Everyone has its own definition of minimalism. It’s a very personal journey and each person can get specific benefits from it, depending on their lifestyle. However, I think there are a lot of myths about minimalism and I want to write about what I think that minimalism is not.
In this blog post, I am sharing with you the truth about minimalist living and 8 common minimalism myths that people have about this lifestyle.
8 minimalism myths: The truth about minimalist living
Myth #1 : It’s only about physical things
I think that this misconception is one of the most common minimalism myths out there!
Minimalism helps us declutter our lives and get rid of unnecessary belongings. But I think it goes a lot further than material things.
It can be applied in every aspect of your life. In your relationships, your career, how you spend your time, what hobbies you have, the way you eat, which media you are consuming…
There are many other categories where minimalism can add value!
Applying it to physical things is maybe one of the easiest and the most obvious one. It can be a great way to start your minimalism journey.
But to get the full benefits of minimalism, I highly recommend that you start implementing some minimalist principles in other parts of your life.
Myth #2 : As a minimalist, you cannot own X
For me, minimalism is a lifestyle in which we only keep the things we need and cherish, and get rid of the excess.
It is not the lack of something, but the perfect amount of something. In a minimalist life, you only have what brings true value to you.
So, I don’t think people should tell you what you can own and what you can’t have to be a minimalist.
There is no specific list of things that we cannot have to call ourselves minimalists.
As long as your belongings bring you joy and are functional to you, you can call yourself a minimalist.
For instance, you may have a collection of DVDs or books. Whether you have ten or hundreds, you can still be a minimalist if you have curated this collection.
People may say that collecting things is not minimalistic. This is a minimalism myth!
I think that as long as you love and use these items, you can legitimately call yourself a minimalist.
Don’t give up on certain hobbies just to be more minimalist. Minimalism should add to your life and not subtract from it.
Myth #3 : Minimalists are missing out in life
I see many people thinking that practicing minimalism deprives you and makes you feel miserable by not having a lot of things. I think that this is one of the most inaccurate minimalism myths!
Western societies are often so focused on consumerism that people don’t realize that stuff doesn’t bring happiness. When you buy something, you can feel happy and excited for a few moments.
+---+
WRITTEN EXERCISE = In the minimalism text, what does the writer say is one of the easiest and most obvious places to apply minimalism? The listing that comes next has no connection to the minimalism text.

MATERIAL SHOWN =
+---+
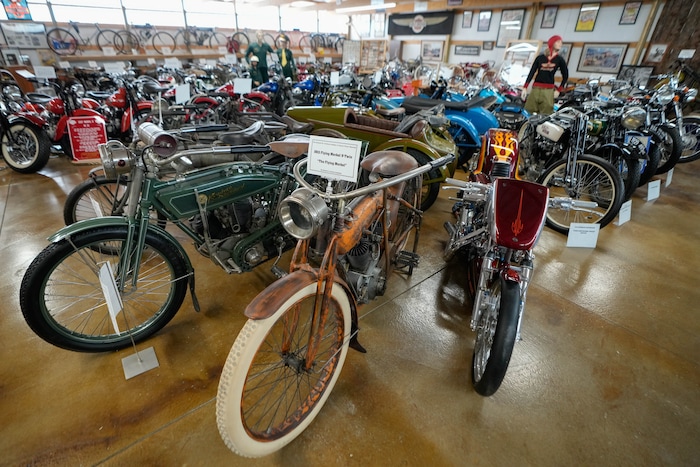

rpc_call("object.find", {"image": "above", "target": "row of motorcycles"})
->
[9,58,697,457]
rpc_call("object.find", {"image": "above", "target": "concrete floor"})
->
[0,156,700,466]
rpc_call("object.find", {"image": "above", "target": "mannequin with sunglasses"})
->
[521,36,569,115]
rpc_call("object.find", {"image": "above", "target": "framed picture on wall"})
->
[455,45,481,55]
[644,44,668,63]
[496,8,525,47]
[575,3,600,32]
[476,10,491,31]
[578,44,627,74]
[540,5,559,29]
[420,41,445,62]
[617,65,654,89]
[620,2,642,24]
[462,11,474,29]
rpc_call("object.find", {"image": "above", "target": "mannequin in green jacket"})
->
[245,31,275,83]
[277,35,297,81]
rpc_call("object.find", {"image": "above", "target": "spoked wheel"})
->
[63,175,128,225]
[652,126,683,175]
[537,154,624,234]
[46,28,78,55]
[678,115,700,162]
[20,229,189,352]
[151,31,177,55]
[472,275,520,396]
[227,32,250,53]
[595,146,642,200]
[208,32,228,50]
[0,123,51,173]
[216,282,351,457]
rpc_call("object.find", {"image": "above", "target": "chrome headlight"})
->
[2,84,22,101]
[70,83,85,99]
[684,88,698,102]
[655,85,674,105]
[97,141,136,179]
[279,188,328,240]
[621,106,647,130]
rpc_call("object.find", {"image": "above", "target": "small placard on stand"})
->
[122,347,159,379]
[566,222,600,248]
[646,180,661,201]
[664,169,673,187]
[615,200,632,225]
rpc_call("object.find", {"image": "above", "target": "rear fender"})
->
[372,138,457,185]
[243,269,365,352]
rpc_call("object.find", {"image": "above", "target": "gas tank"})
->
[80,97,100,110]
[105,88,126,109]
[45,97,66,115]
[156,164,282,217]
[216,83,236,97]
[255,81,280,94]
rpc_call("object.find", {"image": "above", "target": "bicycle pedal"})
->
[270,265,288,279]
[396,250,420,274]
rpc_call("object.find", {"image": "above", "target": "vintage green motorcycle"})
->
[19,123,309,352]
[287,106,457,211]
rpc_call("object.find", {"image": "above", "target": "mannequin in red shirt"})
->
[522,36,569,115]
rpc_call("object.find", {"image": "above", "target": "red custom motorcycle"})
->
[444,129,596,396]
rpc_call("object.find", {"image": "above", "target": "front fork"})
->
[470,251,534,340]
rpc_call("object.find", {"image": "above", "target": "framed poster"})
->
[540,5,559,29]
[455,45,481,55]
[617,65,654,89]
[496,8,525,47]
[619,2,642,24]
[420,41,445,62]
[476,10,491,31]
[575,3,600,32]
[644,44,668,63]
[462,11,474,29]
[578,44,627,75]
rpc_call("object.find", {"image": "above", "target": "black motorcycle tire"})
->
[1,122,51,173]
[19,225,188,352]
[639,136,661,186]
[396,148,440,212]
[651,125,683,175]
[595,146,642,201]
[63,175,128,225]
[537,154,625,235]
[472,274,520,396]
[678,115,700,164]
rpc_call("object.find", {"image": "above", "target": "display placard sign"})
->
[566,222,600,248]
[68,116,107,161]
[307,136,362,182]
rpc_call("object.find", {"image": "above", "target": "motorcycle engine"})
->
[190,198,277,272]
[338,237,386,303]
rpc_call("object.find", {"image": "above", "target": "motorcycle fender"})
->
[243,269,365,352]
[445,112,482,147]
[48,216,194,271]
[245,91,272,102]
[7,112,46,128]
[373,138,457,185]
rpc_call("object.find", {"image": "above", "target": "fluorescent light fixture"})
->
[335,3,396,14]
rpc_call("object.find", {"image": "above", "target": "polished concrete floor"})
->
[0,152,700,466]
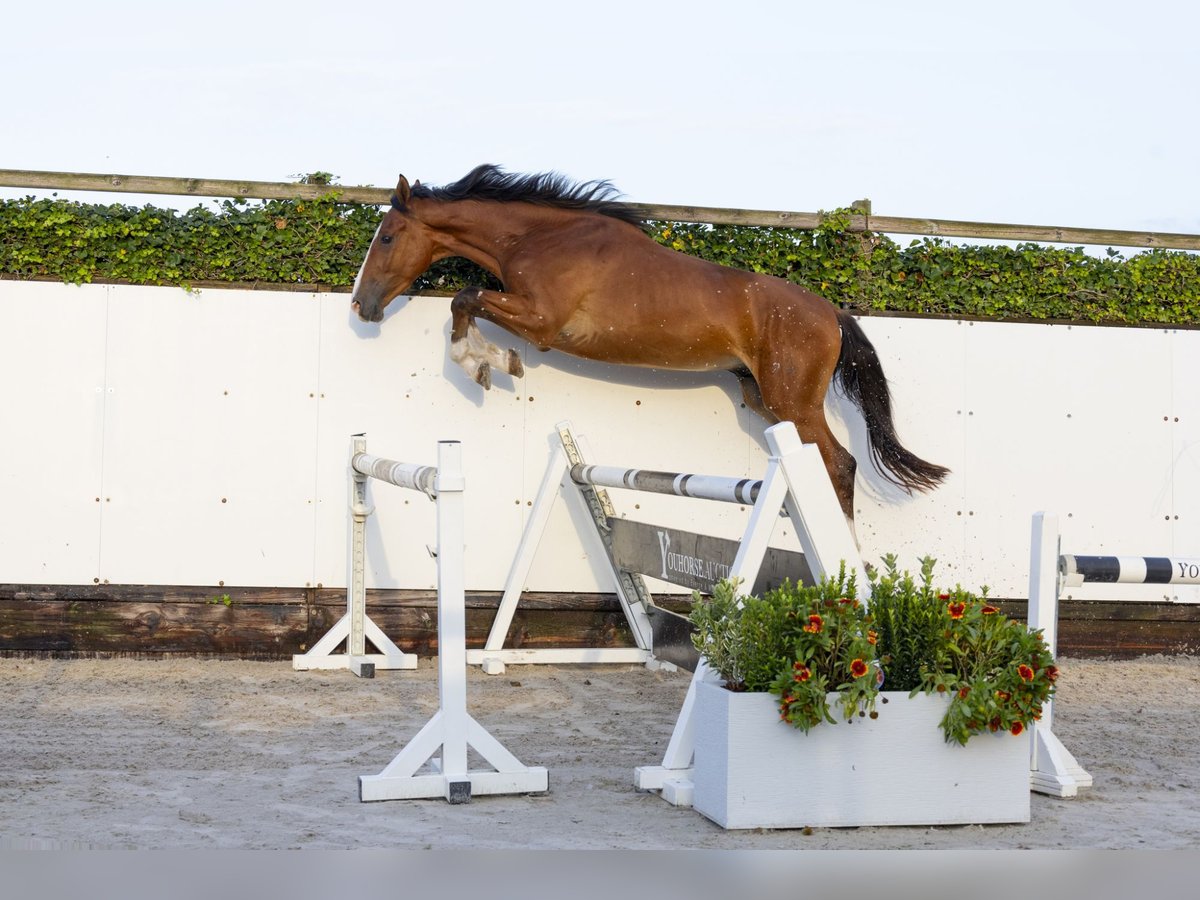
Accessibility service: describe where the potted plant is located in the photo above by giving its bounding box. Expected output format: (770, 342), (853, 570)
(691, 557), (1057, 828)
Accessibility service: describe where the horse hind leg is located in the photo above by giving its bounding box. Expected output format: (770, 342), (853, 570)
(753, 373), (858, 545)
(450, 288), (524, 390)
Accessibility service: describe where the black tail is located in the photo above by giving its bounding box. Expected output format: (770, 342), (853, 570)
(835, 311), (950, 493)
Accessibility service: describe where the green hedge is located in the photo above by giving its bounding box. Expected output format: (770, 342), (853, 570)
(0, 194), (1200, 325)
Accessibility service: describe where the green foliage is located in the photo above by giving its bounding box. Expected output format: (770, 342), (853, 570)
(691, 569), (878, 731)
(913, 589), (1058, 744)
(0, 194), (487, 290)
(691, 554), (1058, 744)
(0, 192), (1200, 325)
(869, 553), (946, 691)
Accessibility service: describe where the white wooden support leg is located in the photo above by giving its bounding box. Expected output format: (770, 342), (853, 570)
(292, 434), (416, 678)
(359, 440), (550, 803)
(634, 422), (869, 806)
(1028, 512), (1092, 798)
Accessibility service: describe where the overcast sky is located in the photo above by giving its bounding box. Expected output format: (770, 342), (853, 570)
(0, 0), (1200, 233)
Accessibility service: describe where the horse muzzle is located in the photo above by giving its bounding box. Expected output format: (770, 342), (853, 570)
(350, 300), (383, 322)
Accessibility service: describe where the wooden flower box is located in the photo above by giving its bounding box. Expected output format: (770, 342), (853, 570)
(692, 682), (1030, 828)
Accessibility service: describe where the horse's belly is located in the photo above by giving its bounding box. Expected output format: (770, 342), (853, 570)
(554, 325), (742, 372)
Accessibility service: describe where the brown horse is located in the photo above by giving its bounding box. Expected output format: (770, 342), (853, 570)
(350, 166), (947, 522)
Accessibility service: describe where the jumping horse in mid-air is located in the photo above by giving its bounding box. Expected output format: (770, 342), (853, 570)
(350, 166), (947, 523)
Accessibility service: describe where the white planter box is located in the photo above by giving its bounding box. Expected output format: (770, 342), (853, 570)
(692, 682), (1030, 828)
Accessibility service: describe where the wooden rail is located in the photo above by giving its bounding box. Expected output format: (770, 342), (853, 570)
(0, 169), (1200, 251)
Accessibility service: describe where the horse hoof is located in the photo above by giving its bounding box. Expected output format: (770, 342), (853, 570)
(509, 350), (524, 378)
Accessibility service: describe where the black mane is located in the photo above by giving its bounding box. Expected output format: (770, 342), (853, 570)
(413, 164), (642, 227)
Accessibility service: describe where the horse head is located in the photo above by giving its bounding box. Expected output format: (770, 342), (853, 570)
(350, 175), (433, 322)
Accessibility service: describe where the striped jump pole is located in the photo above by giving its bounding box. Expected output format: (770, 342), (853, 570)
(292, 434), (422, 678)
(1058, 556), (1200, 586)
(571, 466), (762, 506)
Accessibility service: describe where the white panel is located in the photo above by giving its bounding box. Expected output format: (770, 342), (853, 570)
(0, 282), (1200, 601)
(317, 294), (524, 589)
(101, 288), (319, 586)
(1166, 331), (1200, 602)
(0, 281), (108, 584)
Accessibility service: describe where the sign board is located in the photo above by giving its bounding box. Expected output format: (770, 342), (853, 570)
(608, 518), (814, 594)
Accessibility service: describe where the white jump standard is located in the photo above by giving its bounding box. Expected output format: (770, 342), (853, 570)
(1027, 512), (1099, 797)
(356, 440), (548, 803)
(625, 421), (870, 806)
(292, 434), (420, 678)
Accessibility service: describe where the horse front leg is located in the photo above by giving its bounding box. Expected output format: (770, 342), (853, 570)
(450, 288), (524, 390)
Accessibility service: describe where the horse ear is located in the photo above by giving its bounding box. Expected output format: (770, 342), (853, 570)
(396, 175), (413, 206)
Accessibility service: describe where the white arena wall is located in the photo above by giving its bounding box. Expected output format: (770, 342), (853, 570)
(0, 281), (1200, 602)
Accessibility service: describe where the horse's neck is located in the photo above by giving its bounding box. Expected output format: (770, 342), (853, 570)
(419, 200), (570, 277)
+---+
IN RESPONSE = Applying it to physical things.